===== Input =====
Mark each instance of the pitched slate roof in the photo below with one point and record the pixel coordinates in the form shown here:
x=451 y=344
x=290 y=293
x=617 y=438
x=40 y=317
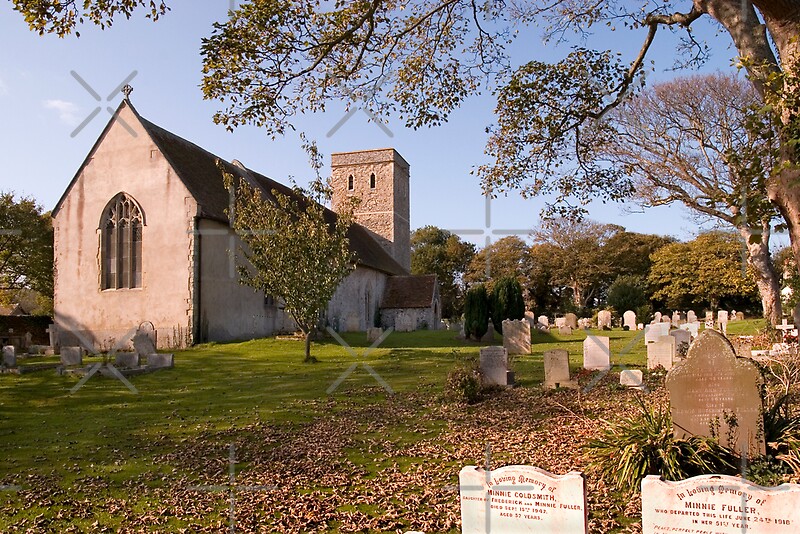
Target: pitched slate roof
x=197 y=169
x=409 y=291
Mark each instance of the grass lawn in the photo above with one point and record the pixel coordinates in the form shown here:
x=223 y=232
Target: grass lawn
x=104 y=459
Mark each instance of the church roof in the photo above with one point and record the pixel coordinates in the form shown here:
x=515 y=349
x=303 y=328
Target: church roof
x=197 y=169
x=415 y=291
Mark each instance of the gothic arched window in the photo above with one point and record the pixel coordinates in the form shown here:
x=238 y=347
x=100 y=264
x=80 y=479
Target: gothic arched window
x=121 y=244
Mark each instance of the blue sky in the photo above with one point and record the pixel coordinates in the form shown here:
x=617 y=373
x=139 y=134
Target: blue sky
x=42 y=104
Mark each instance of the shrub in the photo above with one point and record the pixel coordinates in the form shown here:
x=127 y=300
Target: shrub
x=507 y=302
x=464 y=383
x=476 y=311
x=643 y=444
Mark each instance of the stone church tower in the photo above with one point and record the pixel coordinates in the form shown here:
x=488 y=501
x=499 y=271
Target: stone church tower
x=380 y=178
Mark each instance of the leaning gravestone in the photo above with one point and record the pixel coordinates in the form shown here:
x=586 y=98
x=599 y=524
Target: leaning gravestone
x=596 y=353
x=604 y=319
x=661 y=353
x=629 y=319
x=9 y=356
x=632 y=378
x=517 y=336
x=718 y=504
x=71 y=356
x=522 y=498
x=494 y=366
x=710 y=388
x=556 y=369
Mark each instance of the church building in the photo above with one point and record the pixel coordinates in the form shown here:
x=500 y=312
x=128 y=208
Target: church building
=====
Exercise directions – Reproduce every one of the records above word for word, omitting the picture.

Expected answer –
Mark each instance of the pitched slate roof in the photo below with one point and record the pixel coordinates in the form shown here:
x=451 y=344
x=290 y=293
x=617 y=438
x=40 y=317
Target: pitched slate roof
x=197 y=169
x=409 y=291
Mark each instance of the grass lawn in the photo above with one point and record the pixel coordinates in the form shown here:
x=223 y=232
Target: grass lawn
x=104 y=459
Mark each instance of the church roof in the photo above with one point and record the pixel coordinates in the form shown here:
x=515 y=349
x=303 y=328
Target: church roof
x=197 y=169
x=415 y=291
Mark each instance of the gothic arched window in the photo above with one point and record the pixel coordinates in the form shown here:
x=238 y=347
x=100 y=264
x=80 y=479
Target: gothic arched window
x=121 y=244
Mark each instance of the blue sky in the photo above with one point and record the pixel coordinates in the form shown here:
x=617 y=373
x=139 y=134
Target: blue sky
x=42 y=104
Mark each instance of the shrub in the photo above with one point and record the pixel coordinates in the form shown here:
x=127 y=300
Target: shrub
x=507 y=302
x=464 y=383
x=476 y=311
x=643 y=444
Mark each instance of the stone church tower in the photo above with one point and record the pixel coordinates in the form shown here:
x=488 y=501
x=499 y=271
Target: stone church tower
x=380 y=178
Mark each instance of the leaning gravestone in the photo above with one point and record the pixel coordinates in the form shown here:
x=586 y=98
x=599 y=524
Target: leaning gravestone
x=596 y=353
x=604 y=319
x=661 y=353
x=629 y=319
x=9 y=356
x=632 y=378
x=517 y=336
x=718 y=504
x=71 y=356
x=522 y=498
x=494 y=366
x=710 y=388
x=556 y=369
Mark each instance of the church building in the photo above with one point and record the pixel coordinates in the form shown here:
x=500 y=312
x=128 y=208
Target: church building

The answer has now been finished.